** SUPPLIED TEXT **
+ + + + + + +
DIGITAL LIBRARY
ASSESSING INTER-RATER AGREEMENT ABOUT ITEM-WRITING FLAWS IN MULTIPLE-CHOICE QUESTIONS OF CLINICAL ANATOMY
Faculdade de Medicina da Universidade do Porto (PORTUGAL)
About this paper:
Appears in: EDULEARN13 Proceedings
Publication year: 2013
Pages: 5921-5924
ISBN: 978-84-616-3822-2
ISSN: 2340-1117
Conference name: 5th International Conference on Education and New Learning Technologies
Dates: 1-3 July, 2013
Location: Barcelona, Spain
Abstract:
Multiple-choice questions (MCQs) are regularly used in exams in order to assess students in health science disciplines. Despite this fact, MCQ items often have item-writing flaws, and few educators have formal instruction in writing MCQs [1].

The major purpose of our study was to estimate the inter-rater agreement about item classification as either standard or flawed.

In order to achieve this goal, four judges (2 teacher/2 students), blinded to all item performance data, independently classified each one of 920 test items from 10 examinations as either standard or flawed. If flawed the exact type of item flaw or flaws present in the question stem and respective options was recorded.

In this study, the standard item was operationally defined as any item that did not violate one or more of the 31 principles noted in a review article [2] which summarized current educational measurement recommendations concerning item writing.
The Fleiss' Kappa was use to evaluate the inter-rater agreement between 4 judges previous the consensus process.

In respect to the agreement about item classification as either standard or flawed was fair (kappa=0.3).
+ + + + + + +
** PROVIDED INFORMATION **
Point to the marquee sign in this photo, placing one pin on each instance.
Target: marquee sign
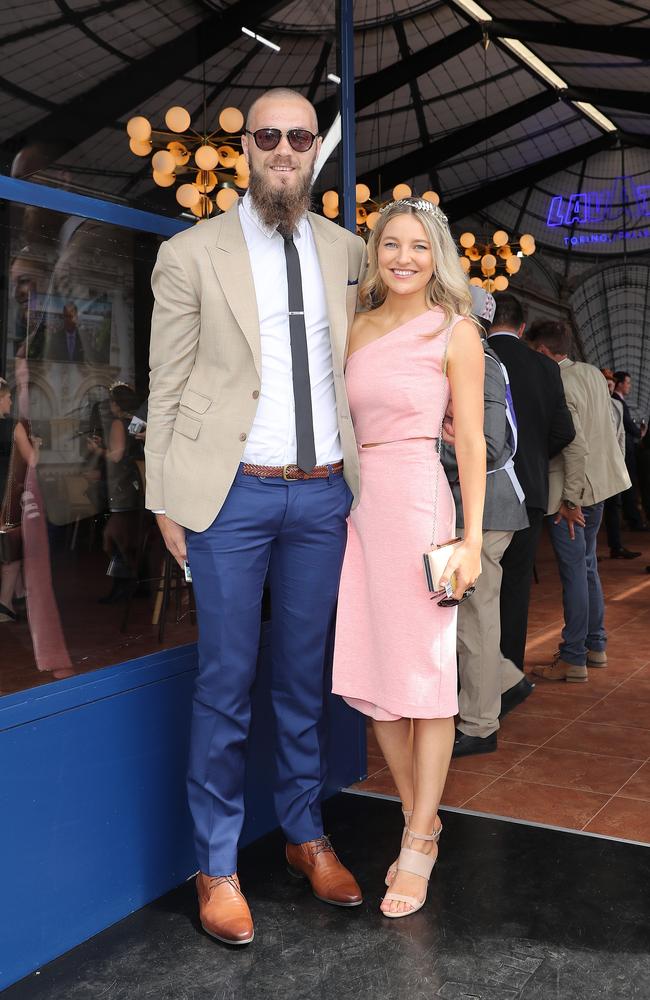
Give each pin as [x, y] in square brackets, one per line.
[624, 203]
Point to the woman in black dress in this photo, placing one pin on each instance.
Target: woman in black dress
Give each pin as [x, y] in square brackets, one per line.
[125, 495]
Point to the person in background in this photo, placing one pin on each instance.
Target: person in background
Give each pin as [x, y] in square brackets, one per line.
[633, 435]
[612, 513]
[13, 438]
[588, 471]
[544, 428]
[65, 342]
[484, 674]
[119, 449]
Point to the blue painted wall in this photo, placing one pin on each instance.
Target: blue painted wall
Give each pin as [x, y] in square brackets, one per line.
[92, 797]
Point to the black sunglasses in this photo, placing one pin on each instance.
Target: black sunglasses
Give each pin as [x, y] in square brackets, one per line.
[300, 139]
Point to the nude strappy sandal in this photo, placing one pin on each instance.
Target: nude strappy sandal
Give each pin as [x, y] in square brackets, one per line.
[417, 864]
[392, 871]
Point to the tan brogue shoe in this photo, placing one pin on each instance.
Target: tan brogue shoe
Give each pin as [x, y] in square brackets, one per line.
[331, 882]
[560, 670]
[223, 911]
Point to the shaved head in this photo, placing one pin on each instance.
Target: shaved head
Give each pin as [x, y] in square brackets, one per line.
[264, 103]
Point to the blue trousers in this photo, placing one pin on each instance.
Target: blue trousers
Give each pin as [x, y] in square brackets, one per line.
[295, 532]
[582, 595]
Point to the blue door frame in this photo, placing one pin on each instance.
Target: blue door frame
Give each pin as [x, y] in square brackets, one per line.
[92, 768]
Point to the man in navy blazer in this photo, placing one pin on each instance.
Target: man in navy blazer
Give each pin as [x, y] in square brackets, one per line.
[544, 427]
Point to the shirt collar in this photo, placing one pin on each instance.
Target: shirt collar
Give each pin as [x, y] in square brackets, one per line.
[247, 206]
[503, 333]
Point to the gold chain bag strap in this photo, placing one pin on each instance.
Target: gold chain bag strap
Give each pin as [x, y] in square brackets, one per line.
[436, 559]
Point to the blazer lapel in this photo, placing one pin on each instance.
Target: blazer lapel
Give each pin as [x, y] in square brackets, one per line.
[231, 263]
[333, 258]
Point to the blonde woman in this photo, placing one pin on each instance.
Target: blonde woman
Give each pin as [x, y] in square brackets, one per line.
[395, 655]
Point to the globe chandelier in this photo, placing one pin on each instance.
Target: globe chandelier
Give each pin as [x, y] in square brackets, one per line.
[491, 261]
[210, 164]
[487, 261]
[368, 208]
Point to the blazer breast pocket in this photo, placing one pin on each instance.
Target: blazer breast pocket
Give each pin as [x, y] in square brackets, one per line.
[187, 426]
[195, 401]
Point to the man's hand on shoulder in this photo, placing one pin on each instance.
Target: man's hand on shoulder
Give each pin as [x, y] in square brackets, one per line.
[173, 537]
[573, 515]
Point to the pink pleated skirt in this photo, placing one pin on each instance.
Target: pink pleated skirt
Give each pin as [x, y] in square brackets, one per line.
[395, 649]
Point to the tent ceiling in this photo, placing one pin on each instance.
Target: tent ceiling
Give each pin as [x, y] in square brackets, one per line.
[433, 107]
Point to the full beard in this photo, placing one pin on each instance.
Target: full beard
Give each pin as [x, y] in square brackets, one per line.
[280, 208]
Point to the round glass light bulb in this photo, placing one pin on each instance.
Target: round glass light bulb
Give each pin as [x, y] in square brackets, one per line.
[206, 158]
[139, 128]
[179, 152]
[163, 162]
[226, 198]
[527, 243]
[139, 147]
[164, 180]
[206, 180]
[188, 195]
[178, 119]
[231, 120]
[227, 156]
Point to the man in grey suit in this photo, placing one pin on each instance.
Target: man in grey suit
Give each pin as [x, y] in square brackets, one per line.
[588, 471]
[484, 673]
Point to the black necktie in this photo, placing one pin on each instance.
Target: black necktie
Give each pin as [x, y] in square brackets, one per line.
[306, 457]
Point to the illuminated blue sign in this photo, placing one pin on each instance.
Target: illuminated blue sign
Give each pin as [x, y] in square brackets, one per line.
[624, 202]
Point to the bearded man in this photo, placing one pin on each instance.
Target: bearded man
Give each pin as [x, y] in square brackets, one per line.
[251, 470]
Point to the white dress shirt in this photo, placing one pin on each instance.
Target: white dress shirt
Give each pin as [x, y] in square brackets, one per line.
[272, 439]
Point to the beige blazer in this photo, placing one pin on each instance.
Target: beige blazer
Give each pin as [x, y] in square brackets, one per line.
[591, 468]
[206, 361]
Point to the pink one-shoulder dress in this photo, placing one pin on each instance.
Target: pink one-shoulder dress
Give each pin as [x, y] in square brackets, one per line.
[395, 649]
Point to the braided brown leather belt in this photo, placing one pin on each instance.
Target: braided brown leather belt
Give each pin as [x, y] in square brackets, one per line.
[291, 472]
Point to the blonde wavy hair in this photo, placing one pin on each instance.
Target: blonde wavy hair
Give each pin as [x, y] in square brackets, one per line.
[448, 287]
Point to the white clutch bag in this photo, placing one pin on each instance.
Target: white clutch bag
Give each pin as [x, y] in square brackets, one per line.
[435, 561]
[439, 555]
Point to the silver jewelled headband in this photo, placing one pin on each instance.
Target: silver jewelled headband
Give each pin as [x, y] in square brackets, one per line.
[420, 203]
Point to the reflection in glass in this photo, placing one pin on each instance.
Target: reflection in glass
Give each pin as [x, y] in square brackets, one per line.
[86, 590]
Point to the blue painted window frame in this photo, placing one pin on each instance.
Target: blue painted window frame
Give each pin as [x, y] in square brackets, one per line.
[60, 695]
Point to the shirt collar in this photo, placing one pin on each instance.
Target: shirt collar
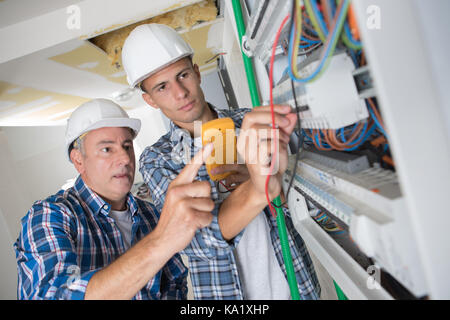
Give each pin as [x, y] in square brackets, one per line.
[95, 203]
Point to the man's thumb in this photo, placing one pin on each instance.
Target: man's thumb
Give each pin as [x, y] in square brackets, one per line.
[189, 172]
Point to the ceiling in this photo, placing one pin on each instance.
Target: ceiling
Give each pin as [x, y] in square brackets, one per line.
[45, 86]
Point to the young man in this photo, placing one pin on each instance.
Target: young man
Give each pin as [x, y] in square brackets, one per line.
[239, 255]
[97, 241]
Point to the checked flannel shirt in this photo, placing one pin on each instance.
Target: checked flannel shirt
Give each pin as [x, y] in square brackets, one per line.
[68, 237]
[212, 264]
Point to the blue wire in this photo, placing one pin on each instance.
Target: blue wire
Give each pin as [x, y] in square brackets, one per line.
[319, 17]
[310, 41]
[324, 145]
[350, 36]
[322, 63]
[376, 122]
[369, 133]
[341, 131]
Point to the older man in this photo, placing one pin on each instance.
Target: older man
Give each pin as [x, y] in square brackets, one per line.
[95, 240]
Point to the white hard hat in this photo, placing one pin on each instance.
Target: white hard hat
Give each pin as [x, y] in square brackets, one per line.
[149, 48]
[95, 114]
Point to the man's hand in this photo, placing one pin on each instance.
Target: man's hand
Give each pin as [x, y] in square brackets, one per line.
[187, 207]
[256, 145]
[239, 174]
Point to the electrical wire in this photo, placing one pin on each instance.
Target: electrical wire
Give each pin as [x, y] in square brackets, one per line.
[327, 51]
[274, 155]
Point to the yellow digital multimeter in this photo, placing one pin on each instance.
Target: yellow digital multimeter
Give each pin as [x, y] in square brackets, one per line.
[221, 132]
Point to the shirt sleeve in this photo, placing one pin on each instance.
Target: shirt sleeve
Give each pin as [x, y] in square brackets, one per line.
[208, 242]
[46, 255]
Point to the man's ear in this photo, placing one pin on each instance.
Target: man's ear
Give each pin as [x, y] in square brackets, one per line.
[149, 100]
[77, 160]
[197, 71]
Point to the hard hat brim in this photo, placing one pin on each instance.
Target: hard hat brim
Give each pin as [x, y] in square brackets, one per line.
[133, 124]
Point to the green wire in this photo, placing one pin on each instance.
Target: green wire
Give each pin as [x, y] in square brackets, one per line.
[334, 44]
[340, 294]
[314, 21]
[290, 271]
[247, 61]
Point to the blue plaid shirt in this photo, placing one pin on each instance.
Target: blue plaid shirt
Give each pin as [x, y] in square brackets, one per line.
[69, 236]
[212, 264]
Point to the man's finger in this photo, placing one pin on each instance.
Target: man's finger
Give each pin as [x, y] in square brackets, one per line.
[204, 219]
[196, 189]
[276, 108]
[264, 118]
[189, 172]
+ + + + + + +
** TASK DIRECTIONS **
Pick up the abstract on rater agreement about flawed multiple-choice anatomy items after its last sentence and carry it on.

** OUTPUT BELOW **
Despite the agreement was substantial for the more prevalent principles, generally the results showed many disagreements among judges about item classification, previous the consensus process. In a future investigation it is important to assess if presence of flaw or flaws in the MCQ item have impact its quality, namely, if there are interferences with difficulty and discrimination indices of the MCQ item.

References:
[1] Tarrant, M. and Ware, J. (2008), Impact of item writing flaws in multiple choice questions on student achievement in high stakes nursing assessments, Medical Education, 42 (2), pp. 198-206.
[2] Haladyna, T. M., Downing, S. M., and Rodriguez, M. C. (2002), A review of multiple-choice item-writing guidelines for classroom assessment, Applied Measurement in Education, 15 (3), pp. 309-333.

Supported by IJUP Controlo de Qualidade em Educação Médica: prevalência, determinantes e recomendações na meta-avaliação de testes de escolha múltipla em Anatomia (Ref. PP_IJUP2011 67).
Keywords:
Multiple-choice questions, meta-evaluation, clinical anatomy, flaws.